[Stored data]

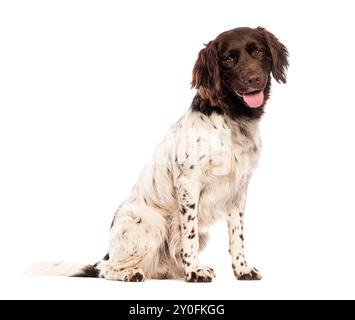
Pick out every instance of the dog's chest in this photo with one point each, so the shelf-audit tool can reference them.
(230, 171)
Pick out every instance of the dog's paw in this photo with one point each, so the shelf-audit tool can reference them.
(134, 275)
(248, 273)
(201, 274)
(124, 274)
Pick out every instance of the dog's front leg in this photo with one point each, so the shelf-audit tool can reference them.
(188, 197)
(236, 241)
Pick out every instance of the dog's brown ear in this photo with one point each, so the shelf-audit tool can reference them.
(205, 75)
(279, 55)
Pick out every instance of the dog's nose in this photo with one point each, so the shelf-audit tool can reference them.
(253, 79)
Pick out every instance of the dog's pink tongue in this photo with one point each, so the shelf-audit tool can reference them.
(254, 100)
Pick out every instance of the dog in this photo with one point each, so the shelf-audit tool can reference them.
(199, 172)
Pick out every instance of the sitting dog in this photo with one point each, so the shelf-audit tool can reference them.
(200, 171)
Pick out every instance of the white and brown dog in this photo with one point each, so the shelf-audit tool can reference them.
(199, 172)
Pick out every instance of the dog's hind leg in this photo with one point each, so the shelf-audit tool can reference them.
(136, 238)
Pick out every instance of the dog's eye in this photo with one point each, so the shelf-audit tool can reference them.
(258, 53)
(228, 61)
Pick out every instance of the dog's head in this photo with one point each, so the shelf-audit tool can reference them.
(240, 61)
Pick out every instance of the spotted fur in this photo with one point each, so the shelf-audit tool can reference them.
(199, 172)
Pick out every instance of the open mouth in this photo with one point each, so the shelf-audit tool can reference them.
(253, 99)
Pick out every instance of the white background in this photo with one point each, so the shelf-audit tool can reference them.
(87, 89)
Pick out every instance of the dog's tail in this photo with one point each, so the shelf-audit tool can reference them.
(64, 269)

Directive: Copy exactly the line containing "Pick out every instance of the dog's eye" and every line after it, ending with the last line of the records above.

The output:
Pick out every instance of the dog's eye in this photo with one point each, so the shelf-audit tool can reference them.
(258, 53)
(228, 61)
Pick out every instance of the dog's head in this photo with one point each, so the shelf-audit tool can reference them.
(240, 61)
Pick out every instance of the spotted fur in this photo with one point each, so the shelf-audit tool can reference them.
(199, 172)
Pick out every instance of the open mouth in this photo with one point each, so the shelf-audit tool can reference them.
(253, 99)
Pick out every instance of the white background in this photo with one point each, so the shelf-audit tool can reference them.
(87, 89)
Pick out every instance of the dog's tail in this photo with one point each, so the shelf-audit tool can reference them.
(64, 269)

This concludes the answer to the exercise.